Update the records below by replacing every "with spaces between them" with "separated by spaces" and write them out again, keeping everything else the same.

STORED DATA —
★ ★ ★ ★

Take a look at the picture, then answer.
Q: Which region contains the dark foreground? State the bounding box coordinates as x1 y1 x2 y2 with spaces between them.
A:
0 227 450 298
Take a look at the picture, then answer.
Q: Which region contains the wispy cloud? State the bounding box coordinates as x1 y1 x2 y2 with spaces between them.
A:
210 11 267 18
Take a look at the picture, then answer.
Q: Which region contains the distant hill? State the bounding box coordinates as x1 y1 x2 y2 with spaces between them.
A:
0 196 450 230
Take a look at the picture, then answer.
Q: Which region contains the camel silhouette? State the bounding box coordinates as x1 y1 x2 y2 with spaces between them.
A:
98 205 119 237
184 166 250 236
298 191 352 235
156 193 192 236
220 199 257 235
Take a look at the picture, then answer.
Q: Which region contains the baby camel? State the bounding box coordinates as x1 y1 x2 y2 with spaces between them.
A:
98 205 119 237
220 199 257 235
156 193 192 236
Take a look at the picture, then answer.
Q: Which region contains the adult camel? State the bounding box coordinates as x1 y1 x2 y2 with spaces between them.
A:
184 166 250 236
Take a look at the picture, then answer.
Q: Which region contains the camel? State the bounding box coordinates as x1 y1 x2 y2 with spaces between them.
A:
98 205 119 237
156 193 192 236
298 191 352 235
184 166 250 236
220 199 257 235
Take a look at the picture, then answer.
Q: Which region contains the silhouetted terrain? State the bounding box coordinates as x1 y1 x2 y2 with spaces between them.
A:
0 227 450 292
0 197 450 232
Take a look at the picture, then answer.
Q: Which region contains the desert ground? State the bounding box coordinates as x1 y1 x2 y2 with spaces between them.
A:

★ ★ ★ ★

RESULT OF THIS EXERCISE —
Take a look at the picture, then answer.
Q: Which region contains the dark foreground? State the bounding box coordinates as x1 y1 x2 y2 separated by spaces.
A:
0 227 450 298
Take a look at the picture, then answer.
Q: Which region contains the wispy cloud? State the bounding box coordinates as x1 y1 x2 y2 separated by spaces.
A:
210 11 267 18
Take a look at the picture, then answer.
Q: Which region contains the distant hill? State the bounding box coordinates as x1 y1 x2 y2 separated by spaces.
A:
0 196 450 230
Take a look at the picture, then answer.
Q: Which region contains the camel silhouette? State the bounding box coordinates as x1 y1 x2 y2 separated by spaces.
A:
98 205 119 237
184 166 250 236
298 191 352 235
156 193 192 236
220 199 257 235
Take a look at the picture, then answer.
Q: Which region contains the baby camel? State the bounding box coordinates as x1 y1 x2 y2 separated by spaces.
A:
98 205 119 237
220 199 257 235
156 193 192 236
Take a look at the picture, then answer.
Q: Which region contains the adult camel? State the bounding box coordinates as x1 y1 x2 y2 separated by spaces.
A:
184 166 250 236
Take a look at the picture, then answer.
Q: Which region contains the camel? State the bounding box coordinates as x1 y1 x2 y2 separated by spaces.
A:
98 205 119 237
156 193 192 236
298 191 352 235
184 166 250 236
220 199 257 235
Take a look at the picture, then answer.
Q: Which region contains the silhouetted terrain? State the bounding box coordinates as x1 y1 x2 y2 separated by spaces.
A:
0 227 450 292
0 197 450 232
Take a look at the picture, then answer.
Q: Which region contains the desert ground? State the bounding box coordinates as x1 y1 x2 y2 separated by spaces.
A:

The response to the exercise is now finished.